── Dataset ──
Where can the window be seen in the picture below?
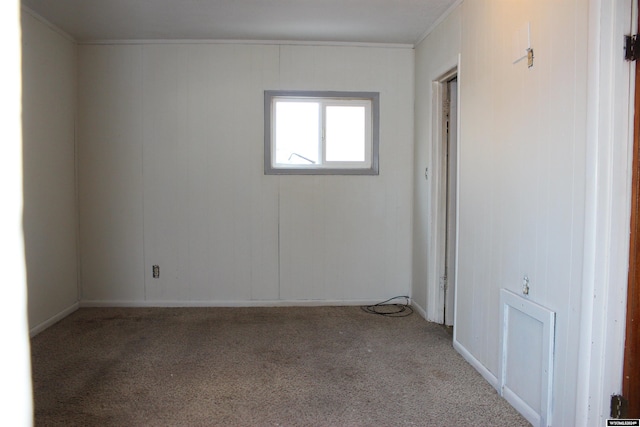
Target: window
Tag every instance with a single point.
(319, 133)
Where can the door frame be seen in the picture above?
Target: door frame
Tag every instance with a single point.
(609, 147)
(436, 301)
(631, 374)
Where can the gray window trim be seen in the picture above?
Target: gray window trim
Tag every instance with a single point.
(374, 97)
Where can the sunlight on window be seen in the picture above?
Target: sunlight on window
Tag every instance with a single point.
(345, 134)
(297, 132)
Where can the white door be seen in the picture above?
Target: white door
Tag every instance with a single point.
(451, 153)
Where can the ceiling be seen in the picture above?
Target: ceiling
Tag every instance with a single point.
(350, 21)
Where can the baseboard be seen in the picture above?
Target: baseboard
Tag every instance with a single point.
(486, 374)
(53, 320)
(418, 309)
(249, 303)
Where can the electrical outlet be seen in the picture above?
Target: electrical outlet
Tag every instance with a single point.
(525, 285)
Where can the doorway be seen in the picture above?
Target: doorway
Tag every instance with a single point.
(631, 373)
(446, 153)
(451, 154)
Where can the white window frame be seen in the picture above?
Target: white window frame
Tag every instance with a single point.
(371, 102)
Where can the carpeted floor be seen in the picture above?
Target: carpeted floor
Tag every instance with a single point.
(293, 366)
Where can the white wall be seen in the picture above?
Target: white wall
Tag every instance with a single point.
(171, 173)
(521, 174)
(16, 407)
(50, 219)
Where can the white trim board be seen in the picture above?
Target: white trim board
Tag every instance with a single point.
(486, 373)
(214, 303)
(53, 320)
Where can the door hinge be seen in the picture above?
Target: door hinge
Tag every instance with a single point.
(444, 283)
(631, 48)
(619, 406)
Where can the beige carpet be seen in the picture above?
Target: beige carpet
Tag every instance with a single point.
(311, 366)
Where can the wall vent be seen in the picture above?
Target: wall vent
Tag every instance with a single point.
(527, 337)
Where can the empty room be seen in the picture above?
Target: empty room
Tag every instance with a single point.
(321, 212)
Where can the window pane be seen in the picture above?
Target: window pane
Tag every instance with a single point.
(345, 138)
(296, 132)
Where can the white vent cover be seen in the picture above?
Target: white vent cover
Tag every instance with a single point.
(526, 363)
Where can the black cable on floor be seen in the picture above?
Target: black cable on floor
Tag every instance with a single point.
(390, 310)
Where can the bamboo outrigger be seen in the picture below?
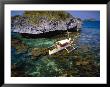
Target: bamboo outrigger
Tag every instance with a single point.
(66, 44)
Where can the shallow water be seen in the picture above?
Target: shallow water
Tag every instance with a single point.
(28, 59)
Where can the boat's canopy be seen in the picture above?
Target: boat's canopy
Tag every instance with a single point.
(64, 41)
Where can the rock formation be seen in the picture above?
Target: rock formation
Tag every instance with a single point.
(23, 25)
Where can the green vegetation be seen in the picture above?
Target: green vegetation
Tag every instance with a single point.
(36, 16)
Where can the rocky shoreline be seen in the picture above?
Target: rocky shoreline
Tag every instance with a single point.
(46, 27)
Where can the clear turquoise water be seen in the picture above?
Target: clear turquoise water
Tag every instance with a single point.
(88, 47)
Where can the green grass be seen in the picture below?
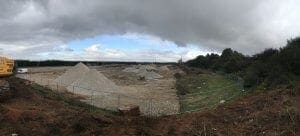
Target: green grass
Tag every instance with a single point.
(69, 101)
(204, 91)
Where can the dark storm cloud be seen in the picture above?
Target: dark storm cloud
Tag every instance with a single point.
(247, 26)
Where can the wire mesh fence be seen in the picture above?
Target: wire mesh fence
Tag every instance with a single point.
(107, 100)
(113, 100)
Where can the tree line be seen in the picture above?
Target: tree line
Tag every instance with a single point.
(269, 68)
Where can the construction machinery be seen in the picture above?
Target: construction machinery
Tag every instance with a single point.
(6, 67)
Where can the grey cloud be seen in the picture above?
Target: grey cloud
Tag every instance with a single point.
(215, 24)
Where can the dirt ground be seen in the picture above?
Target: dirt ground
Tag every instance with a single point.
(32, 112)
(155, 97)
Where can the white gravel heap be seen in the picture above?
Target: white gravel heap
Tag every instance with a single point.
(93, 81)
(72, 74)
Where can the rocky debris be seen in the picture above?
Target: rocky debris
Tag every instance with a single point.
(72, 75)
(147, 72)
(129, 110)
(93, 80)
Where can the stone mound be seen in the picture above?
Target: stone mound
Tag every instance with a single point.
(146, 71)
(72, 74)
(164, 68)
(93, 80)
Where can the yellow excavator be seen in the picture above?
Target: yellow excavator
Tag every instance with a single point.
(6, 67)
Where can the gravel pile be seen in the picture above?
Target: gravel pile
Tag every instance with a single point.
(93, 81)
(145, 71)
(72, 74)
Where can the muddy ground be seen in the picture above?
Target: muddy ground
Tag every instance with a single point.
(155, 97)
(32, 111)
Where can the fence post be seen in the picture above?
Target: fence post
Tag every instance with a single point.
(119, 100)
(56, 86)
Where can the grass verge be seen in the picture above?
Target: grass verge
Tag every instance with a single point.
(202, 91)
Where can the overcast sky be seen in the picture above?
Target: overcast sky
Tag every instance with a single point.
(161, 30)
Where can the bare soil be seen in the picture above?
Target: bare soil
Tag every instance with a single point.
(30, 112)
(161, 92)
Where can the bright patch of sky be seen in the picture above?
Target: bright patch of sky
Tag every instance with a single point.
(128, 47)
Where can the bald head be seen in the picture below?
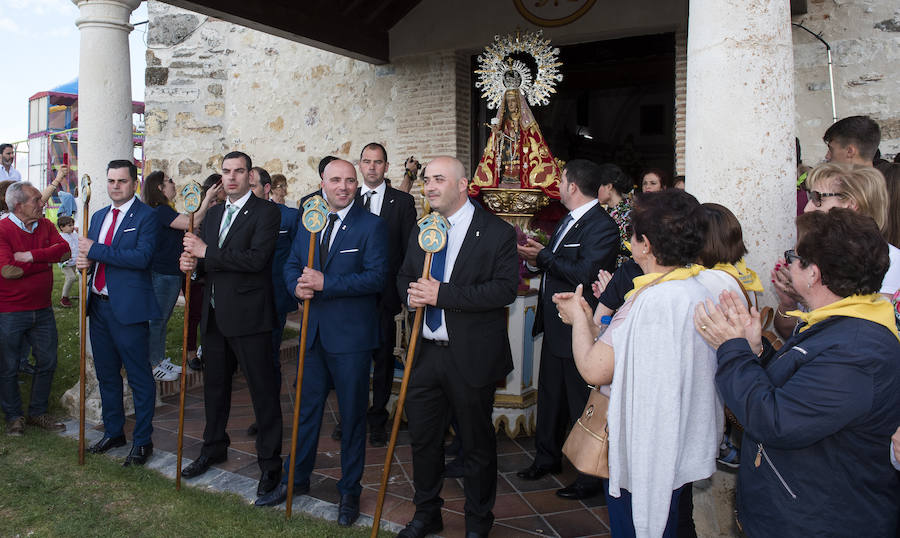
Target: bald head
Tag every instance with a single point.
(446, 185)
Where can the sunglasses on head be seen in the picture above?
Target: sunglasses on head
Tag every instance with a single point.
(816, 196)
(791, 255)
───
── Dataset ──
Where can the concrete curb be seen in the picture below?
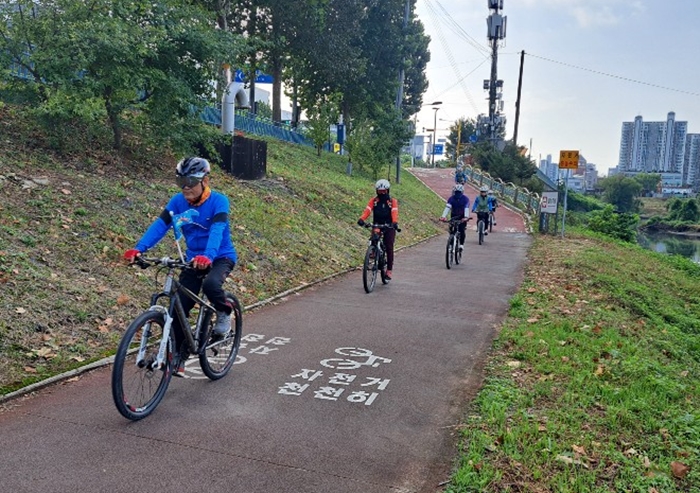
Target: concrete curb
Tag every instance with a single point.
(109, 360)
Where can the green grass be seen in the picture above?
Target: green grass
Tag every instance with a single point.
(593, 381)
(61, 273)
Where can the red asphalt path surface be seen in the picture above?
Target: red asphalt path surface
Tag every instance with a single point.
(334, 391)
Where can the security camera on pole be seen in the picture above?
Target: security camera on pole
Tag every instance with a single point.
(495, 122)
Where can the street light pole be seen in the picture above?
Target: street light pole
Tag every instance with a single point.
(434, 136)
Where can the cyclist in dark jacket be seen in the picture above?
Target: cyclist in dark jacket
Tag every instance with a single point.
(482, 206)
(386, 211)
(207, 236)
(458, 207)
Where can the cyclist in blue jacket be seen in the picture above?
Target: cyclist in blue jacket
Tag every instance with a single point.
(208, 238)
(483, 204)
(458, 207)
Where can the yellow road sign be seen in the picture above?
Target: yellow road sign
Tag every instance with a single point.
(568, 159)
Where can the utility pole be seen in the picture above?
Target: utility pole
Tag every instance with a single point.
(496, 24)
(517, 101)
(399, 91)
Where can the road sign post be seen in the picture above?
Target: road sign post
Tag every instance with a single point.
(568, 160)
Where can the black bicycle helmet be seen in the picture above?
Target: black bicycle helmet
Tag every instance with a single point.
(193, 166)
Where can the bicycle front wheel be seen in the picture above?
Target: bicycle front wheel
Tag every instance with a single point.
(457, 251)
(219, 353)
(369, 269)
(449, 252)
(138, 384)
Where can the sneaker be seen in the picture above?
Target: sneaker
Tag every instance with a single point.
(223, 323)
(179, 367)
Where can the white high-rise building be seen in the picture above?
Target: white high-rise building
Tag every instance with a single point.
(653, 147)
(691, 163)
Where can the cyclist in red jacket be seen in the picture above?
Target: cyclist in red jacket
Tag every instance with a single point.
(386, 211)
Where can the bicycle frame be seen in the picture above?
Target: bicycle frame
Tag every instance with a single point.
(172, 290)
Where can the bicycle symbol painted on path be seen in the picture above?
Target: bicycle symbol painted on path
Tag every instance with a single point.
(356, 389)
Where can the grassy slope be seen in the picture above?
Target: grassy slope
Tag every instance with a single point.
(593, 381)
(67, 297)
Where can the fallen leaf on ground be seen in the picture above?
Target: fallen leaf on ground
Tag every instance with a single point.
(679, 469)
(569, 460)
───
── Dataset ──
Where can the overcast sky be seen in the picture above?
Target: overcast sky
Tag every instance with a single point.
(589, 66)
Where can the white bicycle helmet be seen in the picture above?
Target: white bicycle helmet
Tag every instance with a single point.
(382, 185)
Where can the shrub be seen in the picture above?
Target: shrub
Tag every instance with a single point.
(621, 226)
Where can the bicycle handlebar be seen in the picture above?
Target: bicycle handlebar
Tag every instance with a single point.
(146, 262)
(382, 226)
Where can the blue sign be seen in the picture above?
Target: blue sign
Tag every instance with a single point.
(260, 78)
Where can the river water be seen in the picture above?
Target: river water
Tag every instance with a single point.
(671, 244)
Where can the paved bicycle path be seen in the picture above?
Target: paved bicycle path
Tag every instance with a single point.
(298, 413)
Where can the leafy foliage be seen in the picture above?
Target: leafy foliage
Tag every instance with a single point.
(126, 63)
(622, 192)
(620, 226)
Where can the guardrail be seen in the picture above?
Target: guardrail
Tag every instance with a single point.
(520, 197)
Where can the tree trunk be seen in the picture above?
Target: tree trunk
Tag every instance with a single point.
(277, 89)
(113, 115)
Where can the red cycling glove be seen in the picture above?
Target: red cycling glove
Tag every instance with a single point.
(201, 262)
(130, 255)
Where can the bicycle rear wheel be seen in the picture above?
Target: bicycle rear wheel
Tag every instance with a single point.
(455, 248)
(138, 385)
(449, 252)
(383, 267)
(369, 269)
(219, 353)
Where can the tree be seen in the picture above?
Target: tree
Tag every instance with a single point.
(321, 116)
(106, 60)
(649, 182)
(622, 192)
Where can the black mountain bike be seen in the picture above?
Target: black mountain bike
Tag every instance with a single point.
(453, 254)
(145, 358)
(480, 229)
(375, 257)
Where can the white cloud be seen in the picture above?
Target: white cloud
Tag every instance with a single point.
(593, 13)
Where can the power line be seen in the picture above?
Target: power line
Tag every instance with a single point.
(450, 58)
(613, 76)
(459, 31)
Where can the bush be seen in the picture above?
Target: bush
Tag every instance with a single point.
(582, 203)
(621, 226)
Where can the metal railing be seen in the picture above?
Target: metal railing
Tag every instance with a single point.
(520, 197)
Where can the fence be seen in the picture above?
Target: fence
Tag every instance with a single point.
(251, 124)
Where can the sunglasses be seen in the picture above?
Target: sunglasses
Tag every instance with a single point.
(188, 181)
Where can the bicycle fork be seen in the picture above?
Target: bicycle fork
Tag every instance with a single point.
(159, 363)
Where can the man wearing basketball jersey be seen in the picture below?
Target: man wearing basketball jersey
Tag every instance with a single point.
───
- [Work task]
Would you copy the lines above exactly, starting with the one that has "Where can the window be" and ending with the one that has "Target: gray window trim", both included, without the pictures?

- [Answer to the problem]
Where can the window be seen in the picture below?
Target: window
Tag every instance with a single point.
(319, 133)
Where can the door frame be seen in the picture above?
Target: door frame
Tag every instance with a single point.
(609, 147)
(436, 301)
(631, 374)
Where can the gray window trim be seen in the picture above?
Target: gray window trim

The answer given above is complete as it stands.